Would you please return all of the entries below exactly as shown?

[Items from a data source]

--- START ---

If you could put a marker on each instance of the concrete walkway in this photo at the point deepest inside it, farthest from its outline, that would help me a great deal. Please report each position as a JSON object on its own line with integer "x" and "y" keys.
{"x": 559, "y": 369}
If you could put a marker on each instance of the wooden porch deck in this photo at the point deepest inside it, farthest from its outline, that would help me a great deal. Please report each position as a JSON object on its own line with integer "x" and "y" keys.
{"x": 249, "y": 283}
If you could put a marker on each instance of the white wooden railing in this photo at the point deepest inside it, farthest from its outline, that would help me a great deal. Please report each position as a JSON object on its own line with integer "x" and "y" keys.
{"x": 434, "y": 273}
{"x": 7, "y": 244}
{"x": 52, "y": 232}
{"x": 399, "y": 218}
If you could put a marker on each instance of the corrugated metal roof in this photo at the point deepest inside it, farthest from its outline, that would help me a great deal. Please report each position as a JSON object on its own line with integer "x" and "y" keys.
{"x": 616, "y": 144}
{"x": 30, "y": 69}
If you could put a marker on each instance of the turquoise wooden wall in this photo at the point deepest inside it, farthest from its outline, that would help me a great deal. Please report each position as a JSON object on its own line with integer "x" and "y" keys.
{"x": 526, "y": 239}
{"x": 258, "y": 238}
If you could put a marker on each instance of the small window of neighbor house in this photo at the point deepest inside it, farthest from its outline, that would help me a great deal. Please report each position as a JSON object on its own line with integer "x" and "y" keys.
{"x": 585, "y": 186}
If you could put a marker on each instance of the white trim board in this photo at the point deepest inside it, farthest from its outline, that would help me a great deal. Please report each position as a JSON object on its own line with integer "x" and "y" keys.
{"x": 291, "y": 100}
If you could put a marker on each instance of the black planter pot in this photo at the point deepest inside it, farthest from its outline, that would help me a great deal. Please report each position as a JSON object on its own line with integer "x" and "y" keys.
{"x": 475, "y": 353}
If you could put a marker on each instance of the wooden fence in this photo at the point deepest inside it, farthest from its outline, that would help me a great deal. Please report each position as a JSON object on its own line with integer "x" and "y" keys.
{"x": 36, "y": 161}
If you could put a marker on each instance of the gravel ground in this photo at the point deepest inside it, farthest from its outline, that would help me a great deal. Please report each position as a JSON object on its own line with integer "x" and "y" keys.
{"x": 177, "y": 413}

--- END ---

*Reply:*
If you could put a marker on each instance of the concrete walkway in this photo at the point deepest inside it, farthest from its outline, that would help me a great deal. Please report each position as a JSON object on its own line with integer "x" and "y" keys.
{"x": 559, "y": 369}
If you could put a marker on each instance of the wooden porch deck in this photo at the point deepest inside it, farthest from its outline, that would help me a great deal. Please report each position as a JSON object on its own line with integer "x" and "y" keys.
{"x": 249, "y": 283}
If you could put a marker on each instance of the white wooden railing in this photo at the point deepest inside it, farthest from its outline, that would help me a great deal. Please report each position as a JSON object on its own line with integer "x" and "y" keys.
{"x": 434, "y": 273}
{"x": 7, "y": 244}
{"x": 52, "y": 232}
{"x": 399, "y": 218}
If you could put a marker on each instance of the corrugated metal roof in this photo at the point deepest inside it, farthest from its outline, that would help me a great deal. Please report each position as a JSON object on its own line with integer "x" and "y" keys.
{"x": 616, "y": 144}
{"x": 30, "y": 69}
If you could put a marker on each instance of the turquoise wooden wall in this photo at the point deepest inside it, farthest from its outline, that would help me a great deal. Please report each position as a JSON object on its own line with integer "x" and "y" keys.
{"x": 526, "y": 239}
{"x": 258, "y": 238}
If you could put a marker on each instance of the small window of neighbor house in this photo at the point deepest inside it, farthest from its outline, that would help me a great deal. Please report each position as a JSON object on its own line with integer "x" and "y" keys.
{"x": 585, "y": 186}
If you could put a marker on each instance of the white trim board in this photo at the point deepest inside it, farthest from its outline, that would help me a great deal. Please report each position as a JSON object on its own line with integer "x" and "y" keys.
{"x": 291, "y": 100}
If you could put a marker on each instance of the black planter pot in this photo at the point deepest inside it, farthest from its outline, that would help me a great deal. Please report each position as a JSON object on its own line with integer "x" and "y" keys.
{"x": 475, "y": 353}
If you could put a marker on each instance of the wooden fence in this photo at the point deepest inside it, farthest from its outline, that would help me a great deal. Please report each position as a JSON object on its own line with integer "x" and "y" keys.
{"x": 36, "y": 161}
If you could put a marker on each instance of the gravel ground in this photo at the point deepest inside it, farthest from its outline, that would help me a great deal. Please report each position as a JSON object on its own line with integer "x" and "y" keys.
{"x": 177, "y": 413}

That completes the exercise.